> **WORK TO BE COMPLETED**
Please update the rows below so that each "Target" becomes "Object" and nothing else changes. Omit the pictures from your answer.

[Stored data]
============================================================
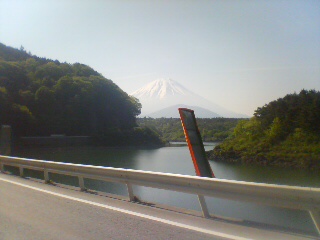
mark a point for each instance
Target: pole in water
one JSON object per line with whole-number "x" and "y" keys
{"x": 195, "y": 144}
{"x": 5, "y": 140}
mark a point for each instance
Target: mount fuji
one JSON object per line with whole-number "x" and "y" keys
{"x": 160, "y": 96}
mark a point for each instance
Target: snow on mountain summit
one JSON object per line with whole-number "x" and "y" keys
{"x": 165, "y": 93}
{"x": 160, "y": 89}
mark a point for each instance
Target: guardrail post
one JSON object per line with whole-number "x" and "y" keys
{"x": 203, "y": 205}
{"x": 46, "y": 176}
{"x": 315, "y": 215}
{"x": 21, "y": 171}
{"x": 81, "y": 183}
{"x": 130, "y": 192}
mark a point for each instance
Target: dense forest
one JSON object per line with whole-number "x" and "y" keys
{"x": 41, "y": 97}
{"x": 285, "y": 132}
{"x": 170, "y": 129}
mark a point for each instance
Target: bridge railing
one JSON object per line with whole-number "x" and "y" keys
============================================================
> **CORRECT RESULT**
mark a point for each instance
Object: pole in water
one JSON object per line with whole-number "x" and "y" keys
{"x": 195, "y": 144}
{"x": 5, "y": 140}
mark a point for each instance
Object: mount fuji
one JSON object per line with whole-number "x" and "y" keys
{"x": 160, "y": 96}
mark a point for each instance
Object: snow on mountain summit
one JSON object per line with whole-number "x" and "y" keys
{"x": 165, "y": 93}
{"x": 160, "y": 89}
mark a point for each instance
Object: guardrail post
one JSON object per line with whole-number "x" and "y" keys
{"x": 203, "y": 205}
{"x": 46, "y": 176}
{"x": 315, "y": 215}
{"x": 21, "y": 171}
{"x": 81, "y": 183}
{"x": 130, "y": 192}
mark a point for each instance
Object: dense forest
one JSON object per line with whole-number "x" and "y" keys
{"x": 41, "y": 97}
{"x": 285, "y": 132}
{"x": 170, "y": 129}
mark a point for each instance
Object: bridge railing
one JSON object per line with whole-number "x" and "y" keys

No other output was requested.